Each line of the data below that holds the word "olive" is to be reported in full.

(Records from a dataset)
========
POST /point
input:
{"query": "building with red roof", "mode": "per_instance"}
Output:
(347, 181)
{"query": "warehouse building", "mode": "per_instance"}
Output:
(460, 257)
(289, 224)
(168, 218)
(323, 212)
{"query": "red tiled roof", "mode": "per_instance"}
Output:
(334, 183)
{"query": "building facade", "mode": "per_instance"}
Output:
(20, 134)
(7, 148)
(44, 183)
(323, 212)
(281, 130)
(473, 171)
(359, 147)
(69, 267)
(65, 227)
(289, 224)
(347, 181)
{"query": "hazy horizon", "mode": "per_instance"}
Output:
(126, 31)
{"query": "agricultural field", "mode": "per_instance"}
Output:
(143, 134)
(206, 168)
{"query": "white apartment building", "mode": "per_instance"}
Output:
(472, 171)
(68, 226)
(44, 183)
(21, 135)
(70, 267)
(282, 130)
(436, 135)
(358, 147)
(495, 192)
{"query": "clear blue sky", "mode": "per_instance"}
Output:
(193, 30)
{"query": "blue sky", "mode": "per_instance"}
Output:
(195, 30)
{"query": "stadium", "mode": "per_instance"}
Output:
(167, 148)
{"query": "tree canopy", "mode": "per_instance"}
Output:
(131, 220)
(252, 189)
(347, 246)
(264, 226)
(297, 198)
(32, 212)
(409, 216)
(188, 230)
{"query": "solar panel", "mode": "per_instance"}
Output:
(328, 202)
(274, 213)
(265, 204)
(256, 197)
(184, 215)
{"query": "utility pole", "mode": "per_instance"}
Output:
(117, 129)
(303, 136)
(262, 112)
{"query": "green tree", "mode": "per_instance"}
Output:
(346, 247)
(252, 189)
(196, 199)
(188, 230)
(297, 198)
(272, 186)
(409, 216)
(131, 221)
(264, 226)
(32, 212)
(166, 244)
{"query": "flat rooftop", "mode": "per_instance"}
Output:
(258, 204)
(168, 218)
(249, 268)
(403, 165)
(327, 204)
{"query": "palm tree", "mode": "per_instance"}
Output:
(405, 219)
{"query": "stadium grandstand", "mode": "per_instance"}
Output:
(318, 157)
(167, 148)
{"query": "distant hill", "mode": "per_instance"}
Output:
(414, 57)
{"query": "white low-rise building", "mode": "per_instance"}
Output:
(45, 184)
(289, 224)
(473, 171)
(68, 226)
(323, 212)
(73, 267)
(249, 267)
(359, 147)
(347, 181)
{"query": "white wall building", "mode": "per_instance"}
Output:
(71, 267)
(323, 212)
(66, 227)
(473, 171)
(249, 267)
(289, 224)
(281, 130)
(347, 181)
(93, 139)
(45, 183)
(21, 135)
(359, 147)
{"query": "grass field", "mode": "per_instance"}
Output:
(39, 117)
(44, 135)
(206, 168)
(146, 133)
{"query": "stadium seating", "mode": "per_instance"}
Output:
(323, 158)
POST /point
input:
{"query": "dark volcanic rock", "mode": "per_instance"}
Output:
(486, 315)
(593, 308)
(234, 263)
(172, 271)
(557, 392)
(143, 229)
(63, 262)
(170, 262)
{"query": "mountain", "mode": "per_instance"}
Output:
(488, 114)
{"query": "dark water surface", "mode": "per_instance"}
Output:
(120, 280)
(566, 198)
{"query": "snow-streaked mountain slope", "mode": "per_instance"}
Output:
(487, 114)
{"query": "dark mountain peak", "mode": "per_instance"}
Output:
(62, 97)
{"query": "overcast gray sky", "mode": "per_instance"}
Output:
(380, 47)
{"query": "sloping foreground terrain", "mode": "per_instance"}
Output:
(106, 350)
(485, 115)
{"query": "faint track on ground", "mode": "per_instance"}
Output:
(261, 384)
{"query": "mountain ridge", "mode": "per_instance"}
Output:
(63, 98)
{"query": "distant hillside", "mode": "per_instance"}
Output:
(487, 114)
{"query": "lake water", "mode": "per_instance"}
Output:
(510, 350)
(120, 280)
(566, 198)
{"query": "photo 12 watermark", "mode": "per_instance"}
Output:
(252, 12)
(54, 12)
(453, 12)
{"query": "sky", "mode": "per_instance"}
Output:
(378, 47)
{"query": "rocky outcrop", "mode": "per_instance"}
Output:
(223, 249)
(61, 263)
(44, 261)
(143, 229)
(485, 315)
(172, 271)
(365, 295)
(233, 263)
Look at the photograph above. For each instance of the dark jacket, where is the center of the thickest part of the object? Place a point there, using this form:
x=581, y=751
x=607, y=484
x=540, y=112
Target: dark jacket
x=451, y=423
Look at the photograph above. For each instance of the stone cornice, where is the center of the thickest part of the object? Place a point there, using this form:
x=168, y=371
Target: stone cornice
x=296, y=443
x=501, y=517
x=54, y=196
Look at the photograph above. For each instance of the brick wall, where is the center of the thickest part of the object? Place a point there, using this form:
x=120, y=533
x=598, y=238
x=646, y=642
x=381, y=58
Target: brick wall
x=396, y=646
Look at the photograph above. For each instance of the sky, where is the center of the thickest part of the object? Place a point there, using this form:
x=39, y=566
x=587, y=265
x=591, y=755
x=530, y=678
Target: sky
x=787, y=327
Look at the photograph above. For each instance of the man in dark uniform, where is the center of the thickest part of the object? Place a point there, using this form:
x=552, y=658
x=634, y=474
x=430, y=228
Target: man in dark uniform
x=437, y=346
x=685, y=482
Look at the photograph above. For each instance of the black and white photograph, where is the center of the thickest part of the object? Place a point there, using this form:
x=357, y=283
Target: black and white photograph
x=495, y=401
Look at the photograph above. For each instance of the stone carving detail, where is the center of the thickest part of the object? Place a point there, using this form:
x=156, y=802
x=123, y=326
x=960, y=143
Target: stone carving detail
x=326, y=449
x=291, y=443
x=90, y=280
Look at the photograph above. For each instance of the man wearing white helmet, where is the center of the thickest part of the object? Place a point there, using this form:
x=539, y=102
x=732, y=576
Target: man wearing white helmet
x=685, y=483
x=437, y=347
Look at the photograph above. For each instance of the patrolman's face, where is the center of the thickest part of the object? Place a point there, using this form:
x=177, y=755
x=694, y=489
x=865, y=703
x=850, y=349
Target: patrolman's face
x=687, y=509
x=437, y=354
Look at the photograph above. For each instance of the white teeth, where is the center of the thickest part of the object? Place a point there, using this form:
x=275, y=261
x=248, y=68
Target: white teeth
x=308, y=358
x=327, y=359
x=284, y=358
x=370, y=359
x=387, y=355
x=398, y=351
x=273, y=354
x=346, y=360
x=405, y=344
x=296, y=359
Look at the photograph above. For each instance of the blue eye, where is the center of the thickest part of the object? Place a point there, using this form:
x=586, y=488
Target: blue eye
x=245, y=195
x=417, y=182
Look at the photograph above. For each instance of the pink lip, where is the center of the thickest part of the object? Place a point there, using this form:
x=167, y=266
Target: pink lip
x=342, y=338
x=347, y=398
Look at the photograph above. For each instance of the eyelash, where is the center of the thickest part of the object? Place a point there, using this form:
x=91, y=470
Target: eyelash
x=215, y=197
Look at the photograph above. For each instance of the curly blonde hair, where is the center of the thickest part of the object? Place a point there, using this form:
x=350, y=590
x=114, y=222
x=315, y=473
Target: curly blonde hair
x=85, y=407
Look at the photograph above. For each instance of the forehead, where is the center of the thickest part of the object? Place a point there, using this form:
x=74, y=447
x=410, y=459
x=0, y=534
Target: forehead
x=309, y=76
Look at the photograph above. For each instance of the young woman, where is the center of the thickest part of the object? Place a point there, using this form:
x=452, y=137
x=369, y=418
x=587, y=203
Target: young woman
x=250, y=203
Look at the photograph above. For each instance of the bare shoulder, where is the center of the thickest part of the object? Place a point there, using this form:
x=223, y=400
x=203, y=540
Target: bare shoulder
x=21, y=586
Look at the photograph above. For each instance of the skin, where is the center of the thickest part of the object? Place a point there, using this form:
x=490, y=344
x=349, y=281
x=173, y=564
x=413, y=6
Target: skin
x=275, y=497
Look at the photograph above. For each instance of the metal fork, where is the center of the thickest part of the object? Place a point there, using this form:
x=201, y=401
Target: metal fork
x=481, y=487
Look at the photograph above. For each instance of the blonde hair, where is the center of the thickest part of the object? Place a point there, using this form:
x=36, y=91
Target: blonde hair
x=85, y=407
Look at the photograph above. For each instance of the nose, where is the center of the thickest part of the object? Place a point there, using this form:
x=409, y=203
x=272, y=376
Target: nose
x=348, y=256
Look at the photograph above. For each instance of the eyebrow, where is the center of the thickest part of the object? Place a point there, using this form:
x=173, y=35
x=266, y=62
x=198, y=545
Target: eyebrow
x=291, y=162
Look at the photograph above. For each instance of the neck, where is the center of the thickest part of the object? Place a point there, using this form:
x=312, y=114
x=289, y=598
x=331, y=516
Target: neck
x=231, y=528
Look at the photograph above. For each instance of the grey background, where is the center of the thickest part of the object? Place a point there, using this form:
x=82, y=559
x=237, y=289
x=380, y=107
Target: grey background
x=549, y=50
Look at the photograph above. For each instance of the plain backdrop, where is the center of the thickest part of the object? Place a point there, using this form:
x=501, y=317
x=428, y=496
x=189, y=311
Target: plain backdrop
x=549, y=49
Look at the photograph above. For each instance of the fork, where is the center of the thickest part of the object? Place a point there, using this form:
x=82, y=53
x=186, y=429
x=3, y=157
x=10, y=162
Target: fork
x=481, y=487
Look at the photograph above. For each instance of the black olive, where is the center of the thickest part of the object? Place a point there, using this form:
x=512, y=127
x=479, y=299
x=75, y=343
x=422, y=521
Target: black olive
========
- [Output]:
Look at the photograph above. For each instance of the black olive, where is the center of the thickest part of the object? Place a point there, using this form:
Target: black olive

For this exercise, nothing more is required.